Chapter 8

Question 1

Theorem. Analogue of FlT for ℤ[i]

Answer 1

Let p be a prime and α∈ℤ[i]

αᵖ = {α modp if p≡1mod4, α* modp if p≡3mod4

Question 2

Lemma (α + β)ᵖ ≡ αᵖ + βᵖ modp

Answer 2

Let R be a ring, p a prime number and α,β∈R. Then

(α + β)ᵖ ≡ αᵖ + βᵖ modp

Question 3

idea of proof for (α + β)ᵖ ≡ αᵖ + βᵖ modp

Answer 3

1. use binomial theorem on (α + β)ᵖ

2. if 1 ≤ k < p then p chose k is an integer that is congruent to 0 modulo p.

Question 4

idea for proof of analogue of FlT in ℤ[i]

αᵖ = {α modp if p≡1mod4, α* modp if p≡3mod4

Answer 4

1. write α=a+bi
2. apply lemma to get αᵖ≡aᵖ+(bi)ᵖmodp
3. apply FlT in the integers to get αᵖ≡a+biᵖmodp
4. we claim that iᵖ= {i if p≡1mod4, -i if p≡3mod4
5. if p≡1mod4, p = 1 + 4k so iᵖ = i*i⁴ᵏ = i
   (similar for p≡3mod4)

◆ **Material**:
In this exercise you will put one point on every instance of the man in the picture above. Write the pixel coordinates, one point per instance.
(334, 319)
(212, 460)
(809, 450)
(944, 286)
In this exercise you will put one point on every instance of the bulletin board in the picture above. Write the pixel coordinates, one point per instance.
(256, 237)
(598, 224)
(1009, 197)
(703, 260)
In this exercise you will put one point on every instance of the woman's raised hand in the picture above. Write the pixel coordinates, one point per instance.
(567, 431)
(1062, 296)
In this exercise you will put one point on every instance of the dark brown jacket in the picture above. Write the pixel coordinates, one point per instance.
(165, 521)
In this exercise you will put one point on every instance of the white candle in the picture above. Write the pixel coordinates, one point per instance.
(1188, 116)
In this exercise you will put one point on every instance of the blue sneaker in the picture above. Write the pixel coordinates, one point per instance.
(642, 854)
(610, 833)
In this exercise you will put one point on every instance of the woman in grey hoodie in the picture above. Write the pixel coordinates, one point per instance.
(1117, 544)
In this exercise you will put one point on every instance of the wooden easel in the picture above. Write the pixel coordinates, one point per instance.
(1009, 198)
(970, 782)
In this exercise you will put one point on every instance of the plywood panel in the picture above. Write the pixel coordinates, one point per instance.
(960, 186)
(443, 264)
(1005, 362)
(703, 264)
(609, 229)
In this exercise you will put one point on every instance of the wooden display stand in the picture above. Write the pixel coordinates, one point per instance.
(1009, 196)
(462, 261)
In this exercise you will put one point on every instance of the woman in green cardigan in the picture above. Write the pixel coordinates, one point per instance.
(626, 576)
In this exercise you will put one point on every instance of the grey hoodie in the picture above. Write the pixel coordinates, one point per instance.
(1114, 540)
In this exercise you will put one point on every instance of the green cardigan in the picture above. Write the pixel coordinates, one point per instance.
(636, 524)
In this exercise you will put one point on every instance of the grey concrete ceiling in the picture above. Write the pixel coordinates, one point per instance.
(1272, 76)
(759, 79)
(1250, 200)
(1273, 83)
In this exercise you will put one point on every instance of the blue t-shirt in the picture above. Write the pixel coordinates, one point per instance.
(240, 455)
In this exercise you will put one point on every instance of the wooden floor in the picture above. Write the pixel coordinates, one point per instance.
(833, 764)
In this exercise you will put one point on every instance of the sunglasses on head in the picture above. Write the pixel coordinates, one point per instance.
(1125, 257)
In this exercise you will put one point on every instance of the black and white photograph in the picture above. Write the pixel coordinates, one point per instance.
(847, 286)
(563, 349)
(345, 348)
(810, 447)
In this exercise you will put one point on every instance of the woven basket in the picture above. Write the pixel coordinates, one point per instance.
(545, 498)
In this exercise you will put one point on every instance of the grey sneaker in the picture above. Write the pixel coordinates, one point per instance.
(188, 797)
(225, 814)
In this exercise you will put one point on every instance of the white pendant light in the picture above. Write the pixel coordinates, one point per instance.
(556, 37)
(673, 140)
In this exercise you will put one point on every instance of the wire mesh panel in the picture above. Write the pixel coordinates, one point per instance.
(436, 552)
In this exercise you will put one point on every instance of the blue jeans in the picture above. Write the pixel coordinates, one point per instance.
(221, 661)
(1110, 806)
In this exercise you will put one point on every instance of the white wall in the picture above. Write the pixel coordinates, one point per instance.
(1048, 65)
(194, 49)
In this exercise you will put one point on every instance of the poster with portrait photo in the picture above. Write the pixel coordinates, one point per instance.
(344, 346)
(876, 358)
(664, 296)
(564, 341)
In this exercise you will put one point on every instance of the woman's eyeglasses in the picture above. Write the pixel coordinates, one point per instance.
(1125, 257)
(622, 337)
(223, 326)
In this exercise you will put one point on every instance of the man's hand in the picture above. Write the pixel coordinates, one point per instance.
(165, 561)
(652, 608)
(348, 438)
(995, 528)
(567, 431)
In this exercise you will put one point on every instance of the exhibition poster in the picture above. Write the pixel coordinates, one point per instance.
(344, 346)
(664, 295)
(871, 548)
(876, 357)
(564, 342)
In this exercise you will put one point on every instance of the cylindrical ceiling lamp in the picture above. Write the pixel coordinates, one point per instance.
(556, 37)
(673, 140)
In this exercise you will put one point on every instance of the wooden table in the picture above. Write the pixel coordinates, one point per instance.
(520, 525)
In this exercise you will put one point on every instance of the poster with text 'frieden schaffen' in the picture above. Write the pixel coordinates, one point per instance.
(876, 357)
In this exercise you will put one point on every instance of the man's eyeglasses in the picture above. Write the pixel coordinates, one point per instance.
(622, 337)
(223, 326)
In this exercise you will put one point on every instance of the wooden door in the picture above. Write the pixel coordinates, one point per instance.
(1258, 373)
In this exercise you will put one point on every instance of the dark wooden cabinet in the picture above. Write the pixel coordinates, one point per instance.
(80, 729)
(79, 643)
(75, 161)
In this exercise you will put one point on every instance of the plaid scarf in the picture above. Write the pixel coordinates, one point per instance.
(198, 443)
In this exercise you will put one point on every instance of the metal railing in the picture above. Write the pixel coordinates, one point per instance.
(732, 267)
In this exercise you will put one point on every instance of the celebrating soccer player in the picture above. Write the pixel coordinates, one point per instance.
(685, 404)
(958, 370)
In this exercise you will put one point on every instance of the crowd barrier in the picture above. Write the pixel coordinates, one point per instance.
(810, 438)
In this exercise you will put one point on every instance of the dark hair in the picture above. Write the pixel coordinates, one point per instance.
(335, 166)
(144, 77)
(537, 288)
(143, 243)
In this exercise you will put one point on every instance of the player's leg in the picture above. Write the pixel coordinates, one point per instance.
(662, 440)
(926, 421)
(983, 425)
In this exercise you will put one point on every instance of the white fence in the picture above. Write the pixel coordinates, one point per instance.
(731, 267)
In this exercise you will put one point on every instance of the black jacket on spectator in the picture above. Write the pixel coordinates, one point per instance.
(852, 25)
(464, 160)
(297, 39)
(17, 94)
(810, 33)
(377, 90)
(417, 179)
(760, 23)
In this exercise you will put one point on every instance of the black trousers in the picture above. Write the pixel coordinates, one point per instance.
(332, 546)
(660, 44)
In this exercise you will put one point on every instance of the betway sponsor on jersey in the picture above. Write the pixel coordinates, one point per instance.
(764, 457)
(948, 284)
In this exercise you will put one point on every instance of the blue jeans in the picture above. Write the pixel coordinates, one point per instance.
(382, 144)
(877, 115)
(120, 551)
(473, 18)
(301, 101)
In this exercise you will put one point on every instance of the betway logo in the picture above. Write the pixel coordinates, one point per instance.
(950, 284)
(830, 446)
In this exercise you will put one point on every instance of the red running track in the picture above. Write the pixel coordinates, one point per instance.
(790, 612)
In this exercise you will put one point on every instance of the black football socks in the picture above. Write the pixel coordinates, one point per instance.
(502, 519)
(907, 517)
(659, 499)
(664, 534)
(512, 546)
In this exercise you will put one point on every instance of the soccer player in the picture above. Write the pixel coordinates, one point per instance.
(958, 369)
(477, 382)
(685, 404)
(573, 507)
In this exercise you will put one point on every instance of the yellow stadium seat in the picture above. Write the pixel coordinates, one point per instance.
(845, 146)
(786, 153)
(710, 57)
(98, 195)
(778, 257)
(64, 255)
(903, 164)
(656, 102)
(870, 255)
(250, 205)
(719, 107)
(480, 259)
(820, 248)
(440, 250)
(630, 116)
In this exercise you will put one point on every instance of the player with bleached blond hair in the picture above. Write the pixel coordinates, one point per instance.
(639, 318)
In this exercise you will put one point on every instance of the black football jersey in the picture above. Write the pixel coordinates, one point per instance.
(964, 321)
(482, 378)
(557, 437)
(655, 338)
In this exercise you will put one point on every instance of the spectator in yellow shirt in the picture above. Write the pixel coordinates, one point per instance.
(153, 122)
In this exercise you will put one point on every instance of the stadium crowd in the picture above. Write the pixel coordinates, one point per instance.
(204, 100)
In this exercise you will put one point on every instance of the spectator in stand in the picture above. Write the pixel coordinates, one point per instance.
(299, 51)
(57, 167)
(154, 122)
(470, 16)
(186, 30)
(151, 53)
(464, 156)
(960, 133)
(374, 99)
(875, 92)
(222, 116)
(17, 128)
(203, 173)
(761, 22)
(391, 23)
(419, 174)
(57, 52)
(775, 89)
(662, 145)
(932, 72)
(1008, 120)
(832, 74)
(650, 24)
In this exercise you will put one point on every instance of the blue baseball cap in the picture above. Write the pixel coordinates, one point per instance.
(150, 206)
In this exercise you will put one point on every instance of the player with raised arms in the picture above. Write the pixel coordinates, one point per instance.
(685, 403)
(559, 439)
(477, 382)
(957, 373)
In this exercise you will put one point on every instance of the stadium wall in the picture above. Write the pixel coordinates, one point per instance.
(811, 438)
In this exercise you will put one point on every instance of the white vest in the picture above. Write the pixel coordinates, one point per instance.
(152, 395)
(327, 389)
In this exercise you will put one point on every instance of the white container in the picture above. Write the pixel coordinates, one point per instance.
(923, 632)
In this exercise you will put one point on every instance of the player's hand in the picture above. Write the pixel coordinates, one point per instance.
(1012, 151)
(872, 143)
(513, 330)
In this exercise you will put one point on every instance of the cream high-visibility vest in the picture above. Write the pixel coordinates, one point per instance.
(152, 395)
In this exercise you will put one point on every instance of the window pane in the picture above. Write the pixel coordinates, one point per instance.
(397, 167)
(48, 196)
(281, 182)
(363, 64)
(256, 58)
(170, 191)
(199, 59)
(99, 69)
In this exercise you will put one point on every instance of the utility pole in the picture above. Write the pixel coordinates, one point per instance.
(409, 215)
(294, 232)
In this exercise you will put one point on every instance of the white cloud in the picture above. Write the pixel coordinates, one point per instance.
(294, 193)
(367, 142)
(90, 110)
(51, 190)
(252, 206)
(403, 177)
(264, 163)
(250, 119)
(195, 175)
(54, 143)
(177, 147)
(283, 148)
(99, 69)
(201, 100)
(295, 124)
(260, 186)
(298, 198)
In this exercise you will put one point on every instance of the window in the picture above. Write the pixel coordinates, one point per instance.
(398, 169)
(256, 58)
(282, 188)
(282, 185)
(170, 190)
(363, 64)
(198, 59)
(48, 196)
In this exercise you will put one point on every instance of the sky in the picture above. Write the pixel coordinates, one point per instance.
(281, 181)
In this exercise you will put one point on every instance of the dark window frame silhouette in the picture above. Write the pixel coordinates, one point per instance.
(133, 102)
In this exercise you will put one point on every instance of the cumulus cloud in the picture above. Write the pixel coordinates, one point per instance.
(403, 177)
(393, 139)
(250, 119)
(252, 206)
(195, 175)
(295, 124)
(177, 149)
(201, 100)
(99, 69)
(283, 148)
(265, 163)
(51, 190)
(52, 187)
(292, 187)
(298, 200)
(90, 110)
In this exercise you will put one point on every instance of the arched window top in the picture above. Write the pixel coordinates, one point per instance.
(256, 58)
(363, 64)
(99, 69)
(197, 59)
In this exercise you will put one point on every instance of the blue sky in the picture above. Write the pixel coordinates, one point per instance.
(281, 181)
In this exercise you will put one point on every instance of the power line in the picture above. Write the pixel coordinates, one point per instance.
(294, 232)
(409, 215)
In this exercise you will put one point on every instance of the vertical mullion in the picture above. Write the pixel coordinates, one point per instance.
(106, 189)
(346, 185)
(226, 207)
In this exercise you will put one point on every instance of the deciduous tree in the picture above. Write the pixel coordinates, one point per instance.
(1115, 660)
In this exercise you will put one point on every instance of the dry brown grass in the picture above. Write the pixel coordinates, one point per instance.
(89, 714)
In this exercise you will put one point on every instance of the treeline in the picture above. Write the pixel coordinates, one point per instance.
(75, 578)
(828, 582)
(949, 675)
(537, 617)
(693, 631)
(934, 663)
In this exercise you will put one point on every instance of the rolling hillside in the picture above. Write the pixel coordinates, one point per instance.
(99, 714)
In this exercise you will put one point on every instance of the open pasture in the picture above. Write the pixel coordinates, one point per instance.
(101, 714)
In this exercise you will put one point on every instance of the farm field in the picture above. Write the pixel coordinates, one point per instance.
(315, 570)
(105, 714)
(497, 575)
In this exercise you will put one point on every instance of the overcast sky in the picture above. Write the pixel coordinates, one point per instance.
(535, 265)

◆ **What is expected**: From the chapter 8 notes on Fermat's little theorem in ℤ[i], quote the passage that begins at the words "idea of proof" and stops after the words "0 modulo p.".

◆ **Answer**:
idea of proof for (α + β)ᵖ ≡ αᵖ + βᵖ modp

Answer 3

1. use binomial theorem on (α + β)ᵖ

2. if 1 ≤ k < p then p chose k is an integer that is congruent to 0 modulo p.